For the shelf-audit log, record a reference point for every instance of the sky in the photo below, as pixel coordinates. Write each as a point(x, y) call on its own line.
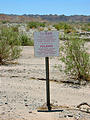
point(43, 7)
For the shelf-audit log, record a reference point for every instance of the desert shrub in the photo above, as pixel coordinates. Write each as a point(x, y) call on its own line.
point(9, 45)
point(25, 41)
point(86, 27)
point(76, 59)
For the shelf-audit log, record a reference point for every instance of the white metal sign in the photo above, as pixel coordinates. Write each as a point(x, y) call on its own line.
point(46, 43)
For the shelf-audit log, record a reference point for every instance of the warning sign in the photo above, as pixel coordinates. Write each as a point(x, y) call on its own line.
point(46, 44)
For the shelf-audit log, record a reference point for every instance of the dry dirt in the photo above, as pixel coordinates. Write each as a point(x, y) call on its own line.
point(23, 91)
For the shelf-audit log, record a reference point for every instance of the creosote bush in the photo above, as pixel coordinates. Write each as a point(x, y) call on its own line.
point(76, 59)
point(9, 44)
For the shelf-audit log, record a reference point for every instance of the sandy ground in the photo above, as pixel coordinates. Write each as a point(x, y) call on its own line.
point(23, 91)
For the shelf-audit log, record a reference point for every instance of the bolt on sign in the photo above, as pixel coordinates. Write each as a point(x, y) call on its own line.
point(46, 43)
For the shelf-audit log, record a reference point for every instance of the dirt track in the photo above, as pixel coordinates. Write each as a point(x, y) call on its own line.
point(21, 91)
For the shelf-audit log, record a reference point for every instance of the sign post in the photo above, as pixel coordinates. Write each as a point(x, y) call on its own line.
point(47, 83)
point(46, 44)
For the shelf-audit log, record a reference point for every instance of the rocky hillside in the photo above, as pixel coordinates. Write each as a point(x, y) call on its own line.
point(44, 18)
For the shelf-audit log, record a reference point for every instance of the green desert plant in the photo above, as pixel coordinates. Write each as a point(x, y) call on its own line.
point(25, 41)
point(9, 45)
point(76, 59)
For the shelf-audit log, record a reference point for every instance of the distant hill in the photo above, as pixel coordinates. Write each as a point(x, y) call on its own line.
point(44, 18)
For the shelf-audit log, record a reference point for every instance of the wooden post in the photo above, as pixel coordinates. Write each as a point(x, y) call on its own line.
point(47, 83)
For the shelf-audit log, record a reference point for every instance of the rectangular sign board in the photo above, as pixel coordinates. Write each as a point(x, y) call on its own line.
point(46, 43)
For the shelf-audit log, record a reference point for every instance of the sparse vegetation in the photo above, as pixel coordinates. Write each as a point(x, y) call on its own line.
point(25, 41)
point(9, 45)
point(76, 59)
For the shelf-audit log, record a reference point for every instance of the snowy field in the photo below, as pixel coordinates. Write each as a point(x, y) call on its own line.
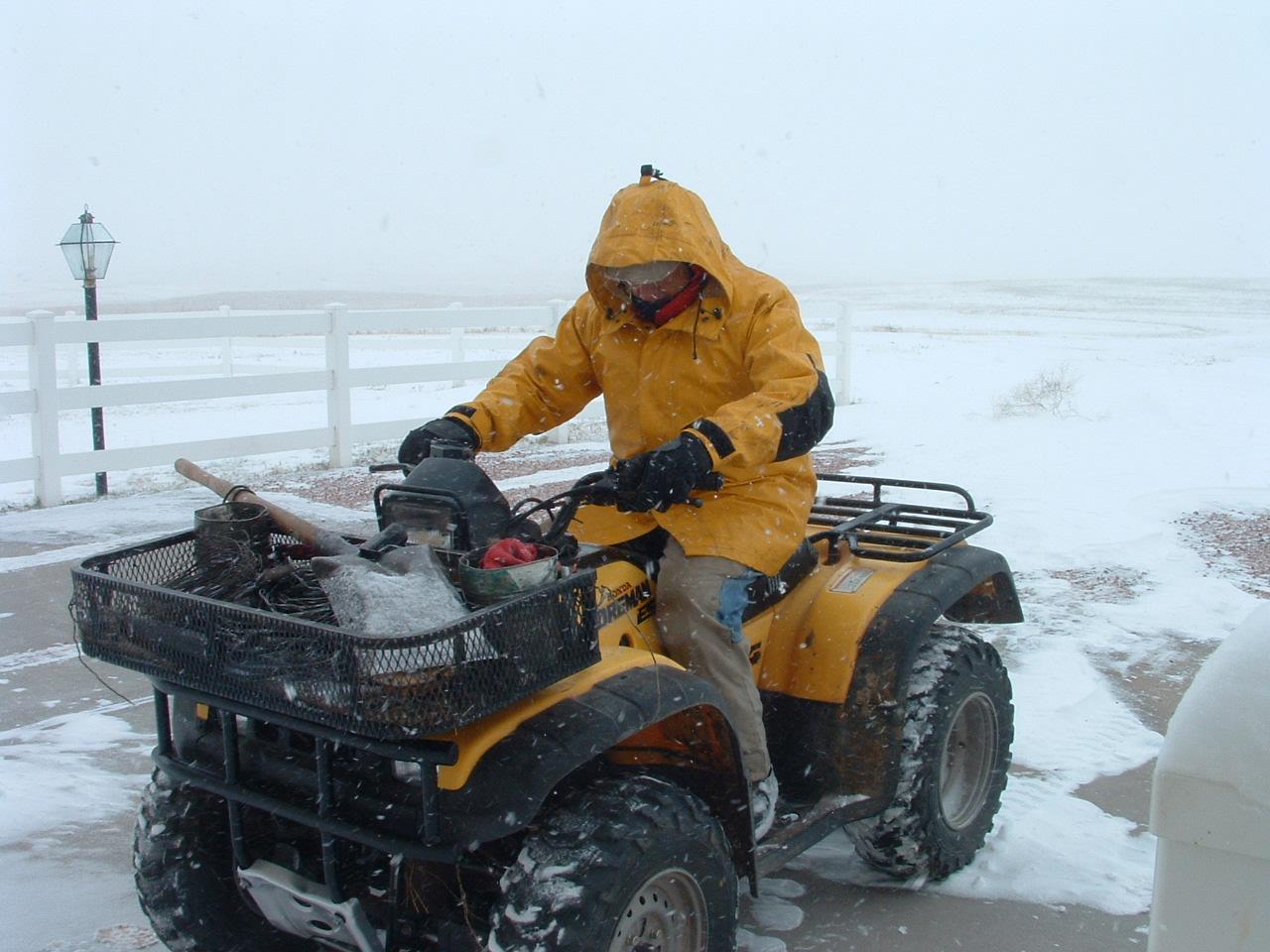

•••••

▶ **Directions for this task**
Please write out all of the material above without changing a word, and omit any pictures.

▶ **Exercise output**
For the shelf-audit log, record a reference point for every instance of the sky in the photo below, as pixel coordinates. Write each as a point(x, y) call on its own line.
point(43, 7)
For the shelf-audit log, record a reference point for every instance of the desert shrub in the photo above, as pixel coordinates. Write each as a point(x, y) call on its own line.
point(9, 45)
point(25, 41)
point(86, 27)
point(76, 59)
For the shelf-audit log, record a reference point for every instance of the white metal sign in the photo above, as pixel coordinates. Write each as a point(x, y) call on its own line.
point(46, 43)
For the shelf-audit log, record a reference point for every instance of the warning sign in the photo above, as pixel coordinates. Write each as a point(x, y) call on its own line.
point(46, 44)
For the shelf-audit log, record a reference point for every instance of the dry dirt in the photo above, as pixel coordinates. Write each as a point(x, y) call on its own line.
point(23, 91)
For the shelf-audit log, record a reference point for every instance of the creosote bush in the photo above, as pixel coordinates. Write each as a point(x, y) call on its own line.
point(76, 59)
point(9, 44)
For the shelf-audit log, record a reference point for every instance of the sandy ground in the photo above, as pixel coordinates. Write each as a point(x, y) call on its own line.
point(23, 91)
For the shelf-audit log, record a reference point for every instance of the bolt on sign in the photo above, as pixel coordinates. Write each as a point(x, y) call on its own line.
point(46, 43)
For the shelf-audit log, record a reference point for every instance of the dirt track in the photo above, as pixel coordinates. Write each as a point(x, y) call on its own line.
point(21, 91)
For the shelf-audit log, record a reference point for every instance of the sign post in the photo above, as pixel coordinates. Write each as a point(x, y) call on its own line.
point(47, 83)
point(46, 44)
For the shelf-audit log, record a reference point for every instance of the rocky hillside in the photo above, as pixel coordinates. Write each as a point(x, y) call on its own line.
point(44, 18)
For the shelf-audit log, record a reference point for every instance of the green desert plant in the photo above, as pixel coordinates. Write each as a point(x, y) call on its own line.
point(25, 41)
point(9, 45)
point(76, 59)
For the shelf-audit log, record a reference point for every instance of the distant hill in the photo above, as pixel coordinates. Write each as a point(x, y) call on its own line.
point(44, 18)
For the shelf-audit log, record a reference point for every instance of the wooden post in the photo above, as pixel coordinates. Write each as a point(x, y) call on its own line.
point(47, 83)
For the shelf-audit log, record a reference point for every instance of the rectangular sign board in the photo above, as pixel coordinates. Write each as a point(x, y) call on its own line.
point(46, 43)
For the shelf-audit log, record a reference point for every instance of the sparse vegetation in the photo above, as pixel coordinates. Write each as a point(x, y) call on its own line.
point(25, 41)
point(9, 45)
point(76, 59)
For the shelf-audit log, record a reference point for every instance of the snowy field in the photo below, as pixel coordinates. Write each as a point(x, y) call on its own line.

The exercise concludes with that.